Data for analysis:
• • • • • • •
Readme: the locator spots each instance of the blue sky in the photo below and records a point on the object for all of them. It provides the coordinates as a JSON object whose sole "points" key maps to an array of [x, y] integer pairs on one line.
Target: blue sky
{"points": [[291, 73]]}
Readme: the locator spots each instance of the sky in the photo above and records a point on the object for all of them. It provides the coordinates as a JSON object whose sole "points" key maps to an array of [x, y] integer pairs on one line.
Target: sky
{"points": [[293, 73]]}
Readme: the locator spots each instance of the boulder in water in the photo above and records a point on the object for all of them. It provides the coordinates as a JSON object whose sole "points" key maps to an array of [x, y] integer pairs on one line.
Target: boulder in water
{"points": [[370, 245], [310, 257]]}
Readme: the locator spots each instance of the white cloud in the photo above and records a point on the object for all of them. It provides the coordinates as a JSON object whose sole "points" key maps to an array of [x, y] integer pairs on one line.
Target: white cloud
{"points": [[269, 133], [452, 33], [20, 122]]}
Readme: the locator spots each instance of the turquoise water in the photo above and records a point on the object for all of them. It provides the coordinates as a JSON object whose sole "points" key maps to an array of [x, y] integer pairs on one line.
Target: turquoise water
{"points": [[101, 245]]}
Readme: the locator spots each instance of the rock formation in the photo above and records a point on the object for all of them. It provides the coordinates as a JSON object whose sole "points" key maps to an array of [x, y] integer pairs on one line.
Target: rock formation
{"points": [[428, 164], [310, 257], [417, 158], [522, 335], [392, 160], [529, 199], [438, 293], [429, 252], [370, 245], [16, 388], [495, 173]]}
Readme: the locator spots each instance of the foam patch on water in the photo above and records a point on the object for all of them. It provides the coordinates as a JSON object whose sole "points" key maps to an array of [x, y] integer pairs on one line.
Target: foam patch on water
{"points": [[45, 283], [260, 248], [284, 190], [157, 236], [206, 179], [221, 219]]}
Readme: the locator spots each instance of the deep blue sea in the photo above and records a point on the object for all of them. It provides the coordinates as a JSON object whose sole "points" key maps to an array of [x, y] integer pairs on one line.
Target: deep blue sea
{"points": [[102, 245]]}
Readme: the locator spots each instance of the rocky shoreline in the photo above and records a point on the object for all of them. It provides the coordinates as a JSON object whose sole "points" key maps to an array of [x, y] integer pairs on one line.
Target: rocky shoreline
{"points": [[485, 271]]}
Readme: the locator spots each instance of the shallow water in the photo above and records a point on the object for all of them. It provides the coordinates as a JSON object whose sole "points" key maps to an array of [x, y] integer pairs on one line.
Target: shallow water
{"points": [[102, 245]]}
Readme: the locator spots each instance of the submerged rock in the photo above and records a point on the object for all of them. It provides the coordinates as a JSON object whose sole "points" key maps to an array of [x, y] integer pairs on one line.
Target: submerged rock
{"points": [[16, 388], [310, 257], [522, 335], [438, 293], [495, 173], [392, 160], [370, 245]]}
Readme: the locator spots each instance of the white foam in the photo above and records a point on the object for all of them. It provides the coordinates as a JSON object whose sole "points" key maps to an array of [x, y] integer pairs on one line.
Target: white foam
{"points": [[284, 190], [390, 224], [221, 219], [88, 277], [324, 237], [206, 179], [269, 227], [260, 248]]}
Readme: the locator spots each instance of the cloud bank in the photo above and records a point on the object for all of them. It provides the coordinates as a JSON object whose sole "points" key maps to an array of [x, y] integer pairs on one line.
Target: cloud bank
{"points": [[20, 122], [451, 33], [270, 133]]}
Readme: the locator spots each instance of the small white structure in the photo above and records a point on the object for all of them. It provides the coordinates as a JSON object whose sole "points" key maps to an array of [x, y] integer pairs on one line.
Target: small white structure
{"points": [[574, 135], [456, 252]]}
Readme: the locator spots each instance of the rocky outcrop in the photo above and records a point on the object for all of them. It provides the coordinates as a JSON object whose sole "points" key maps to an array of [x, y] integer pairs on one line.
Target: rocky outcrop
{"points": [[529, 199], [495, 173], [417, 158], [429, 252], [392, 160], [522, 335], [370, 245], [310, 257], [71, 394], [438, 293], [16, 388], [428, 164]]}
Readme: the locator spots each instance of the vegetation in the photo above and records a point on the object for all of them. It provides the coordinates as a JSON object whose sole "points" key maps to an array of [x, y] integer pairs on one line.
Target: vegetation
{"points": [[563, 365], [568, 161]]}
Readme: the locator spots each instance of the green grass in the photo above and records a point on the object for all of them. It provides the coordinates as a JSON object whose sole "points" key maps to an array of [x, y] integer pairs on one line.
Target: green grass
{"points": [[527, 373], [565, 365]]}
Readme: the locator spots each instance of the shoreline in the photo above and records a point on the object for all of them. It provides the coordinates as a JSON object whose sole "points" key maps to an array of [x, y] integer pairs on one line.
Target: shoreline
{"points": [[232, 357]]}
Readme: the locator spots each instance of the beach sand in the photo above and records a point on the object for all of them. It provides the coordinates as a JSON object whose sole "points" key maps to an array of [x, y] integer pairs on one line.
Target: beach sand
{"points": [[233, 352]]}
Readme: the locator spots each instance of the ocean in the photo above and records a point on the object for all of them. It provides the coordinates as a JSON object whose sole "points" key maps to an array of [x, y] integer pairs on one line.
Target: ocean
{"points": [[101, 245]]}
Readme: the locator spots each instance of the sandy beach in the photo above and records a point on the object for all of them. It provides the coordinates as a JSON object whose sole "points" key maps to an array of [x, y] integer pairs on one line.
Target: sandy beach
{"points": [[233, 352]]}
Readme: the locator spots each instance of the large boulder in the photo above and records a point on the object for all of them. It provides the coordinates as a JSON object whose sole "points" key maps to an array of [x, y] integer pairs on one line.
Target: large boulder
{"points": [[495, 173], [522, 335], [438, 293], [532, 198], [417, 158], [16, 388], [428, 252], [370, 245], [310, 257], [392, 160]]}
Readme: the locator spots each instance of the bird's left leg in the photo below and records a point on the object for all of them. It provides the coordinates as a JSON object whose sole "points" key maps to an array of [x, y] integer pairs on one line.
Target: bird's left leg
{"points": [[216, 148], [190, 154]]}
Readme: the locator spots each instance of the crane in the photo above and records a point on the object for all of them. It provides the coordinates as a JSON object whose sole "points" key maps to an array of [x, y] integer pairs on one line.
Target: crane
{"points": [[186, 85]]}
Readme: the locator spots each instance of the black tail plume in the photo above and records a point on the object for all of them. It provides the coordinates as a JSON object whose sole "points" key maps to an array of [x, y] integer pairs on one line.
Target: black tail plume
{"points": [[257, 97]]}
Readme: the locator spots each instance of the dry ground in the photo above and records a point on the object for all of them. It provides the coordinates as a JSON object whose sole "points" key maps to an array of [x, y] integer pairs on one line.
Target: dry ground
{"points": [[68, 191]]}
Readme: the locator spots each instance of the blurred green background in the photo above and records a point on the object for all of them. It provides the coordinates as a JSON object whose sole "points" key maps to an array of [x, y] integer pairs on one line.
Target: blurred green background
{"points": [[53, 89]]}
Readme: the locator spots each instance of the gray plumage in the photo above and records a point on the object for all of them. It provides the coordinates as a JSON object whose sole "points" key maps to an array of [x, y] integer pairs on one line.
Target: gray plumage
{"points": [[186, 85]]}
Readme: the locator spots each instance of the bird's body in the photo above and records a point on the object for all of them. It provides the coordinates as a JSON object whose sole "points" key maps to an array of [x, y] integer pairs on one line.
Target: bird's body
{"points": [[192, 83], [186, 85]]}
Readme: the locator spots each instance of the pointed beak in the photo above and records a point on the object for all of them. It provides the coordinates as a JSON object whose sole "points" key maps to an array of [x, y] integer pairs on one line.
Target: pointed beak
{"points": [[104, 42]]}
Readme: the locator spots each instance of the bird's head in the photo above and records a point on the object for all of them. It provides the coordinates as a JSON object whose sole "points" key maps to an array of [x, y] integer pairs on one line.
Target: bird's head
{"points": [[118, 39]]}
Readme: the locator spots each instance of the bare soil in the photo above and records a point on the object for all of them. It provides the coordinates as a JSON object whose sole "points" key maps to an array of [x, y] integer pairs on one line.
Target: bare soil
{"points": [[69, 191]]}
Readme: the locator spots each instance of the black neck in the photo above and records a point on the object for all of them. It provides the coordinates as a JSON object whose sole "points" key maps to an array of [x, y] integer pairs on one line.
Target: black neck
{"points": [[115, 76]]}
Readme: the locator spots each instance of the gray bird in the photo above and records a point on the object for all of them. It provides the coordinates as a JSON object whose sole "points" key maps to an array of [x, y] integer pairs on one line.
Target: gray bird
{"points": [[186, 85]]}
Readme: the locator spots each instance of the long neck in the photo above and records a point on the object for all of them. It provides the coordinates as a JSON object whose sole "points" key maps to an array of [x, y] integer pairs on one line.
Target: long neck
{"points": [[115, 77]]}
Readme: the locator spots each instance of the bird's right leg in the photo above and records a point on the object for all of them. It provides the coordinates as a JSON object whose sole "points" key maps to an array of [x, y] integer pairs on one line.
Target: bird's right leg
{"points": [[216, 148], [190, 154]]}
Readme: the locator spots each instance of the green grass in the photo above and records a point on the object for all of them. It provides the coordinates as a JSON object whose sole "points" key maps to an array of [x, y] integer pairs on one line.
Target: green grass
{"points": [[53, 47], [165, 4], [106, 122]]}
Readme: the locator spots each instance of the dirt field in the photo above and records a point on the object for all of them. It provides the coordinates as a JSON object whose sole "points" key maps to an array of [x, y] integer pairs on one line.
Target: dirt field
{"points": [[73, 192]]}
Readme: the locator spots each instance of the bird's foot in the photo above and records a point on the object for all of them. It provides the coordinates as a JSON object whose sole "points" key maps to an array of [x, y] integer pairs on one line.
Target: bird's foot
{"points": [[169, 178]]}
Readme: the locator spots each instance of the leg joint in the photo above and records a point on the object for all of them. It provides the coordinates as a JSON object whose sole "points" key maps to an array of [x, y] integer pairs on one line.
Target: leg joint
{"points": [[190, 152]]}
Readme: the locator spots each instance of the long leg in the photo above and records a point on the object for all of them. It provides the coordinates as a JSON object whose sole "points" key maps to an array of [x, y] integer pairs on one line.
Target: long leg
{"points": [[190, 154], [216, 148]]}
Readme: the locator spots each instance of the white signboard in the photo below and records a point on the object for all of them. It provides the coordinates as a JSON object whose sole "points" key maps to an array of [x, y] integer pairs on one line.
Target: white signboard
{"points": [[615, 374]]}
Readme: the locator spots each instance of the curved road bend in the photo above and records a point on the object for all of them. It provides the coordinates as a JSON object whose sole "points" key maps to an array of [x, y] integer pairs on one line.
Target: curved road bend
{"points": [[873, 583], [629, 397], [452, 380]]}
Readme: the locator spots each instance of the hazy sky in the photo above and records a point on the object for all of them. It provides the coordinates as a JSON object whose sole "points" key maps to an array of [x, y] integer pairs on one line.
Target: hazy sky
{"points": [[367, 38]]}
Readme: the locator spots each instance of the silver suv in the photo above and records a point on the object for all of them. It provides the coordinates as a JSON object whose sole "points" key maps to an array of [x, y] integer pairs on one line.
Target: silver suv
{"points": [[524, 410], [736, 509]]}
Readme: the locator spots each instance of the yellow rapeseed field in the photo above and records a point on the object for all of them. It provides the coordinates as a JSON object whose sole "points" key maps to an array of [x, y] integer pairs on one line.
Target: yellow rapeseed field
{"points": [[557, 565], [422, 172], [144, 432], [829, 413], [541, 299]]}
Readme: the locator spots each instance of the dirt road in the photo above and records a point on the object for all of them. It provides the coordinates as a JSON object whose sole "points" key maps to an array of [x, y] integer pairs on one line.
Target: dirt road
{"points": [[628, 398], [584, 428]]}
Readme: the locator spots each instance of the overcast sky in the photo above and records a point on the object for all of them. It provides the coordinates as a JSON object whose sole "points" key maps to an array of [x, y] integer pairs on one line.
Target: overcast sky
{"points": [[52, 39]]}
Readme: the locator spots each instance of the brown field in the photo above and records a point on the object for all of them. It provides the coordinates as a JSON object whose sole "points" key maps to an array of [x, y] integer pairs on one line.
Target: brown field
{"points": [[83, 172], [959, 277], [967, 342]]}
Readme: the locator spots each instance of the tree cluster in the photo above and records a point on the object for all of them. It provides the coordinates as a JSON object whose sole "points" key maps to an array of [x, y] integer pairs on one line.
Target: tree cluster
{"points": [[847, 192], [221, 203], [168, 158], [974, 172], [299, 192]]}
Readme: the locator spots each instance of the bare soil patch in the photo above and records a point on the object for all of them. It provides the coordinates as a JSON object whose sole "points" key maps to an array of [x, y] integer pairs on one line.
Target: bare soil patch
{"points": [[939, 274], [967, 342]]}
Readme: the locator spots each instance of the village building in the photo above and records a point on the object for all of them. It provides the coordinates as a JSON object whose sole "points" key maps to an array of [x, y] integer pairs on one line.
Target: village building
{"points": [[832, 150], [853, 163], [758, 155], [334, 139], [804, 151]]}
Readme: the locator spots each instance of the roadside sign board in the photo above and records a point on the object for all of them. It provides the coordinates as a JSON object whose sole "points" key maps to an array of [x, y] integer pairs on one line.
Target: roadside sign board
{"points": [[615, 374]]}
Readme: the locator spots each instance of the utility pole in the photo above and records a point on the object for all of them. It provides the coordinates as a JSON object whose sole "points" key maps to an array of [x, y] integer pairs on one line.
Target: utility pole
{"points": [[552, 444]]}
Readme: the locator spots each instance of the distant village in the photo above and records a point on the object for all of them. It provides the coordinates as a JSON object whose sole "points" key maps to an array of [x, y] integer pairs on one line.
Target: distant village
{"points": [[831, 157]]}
• • • • • • •
What to work on:
Which of the lines above contain "below"? Return them all.

Problem solution:
Readme: the locator spots each instance of the blue sky in the photo below and records a point on the object for all of them. It provides the coordinates as a JSON object whose sole "points" key maps to an array of [x, y] integer pairs on one line.
Readme: the locator spots each instance of the bird's left leg in the photo below and records a point on the object for all of them. It provides the coordinates as a JSON object whose sole "points" key maps to an array of [x, y] integer pairs on one line.
Readme: the locator spots each instance of the white signboard in the photo below and records a point on the object for all of them. It provides the coordinates as a JSON object whose sole "points" key maps to an array of [x, y] integer pairs on one line.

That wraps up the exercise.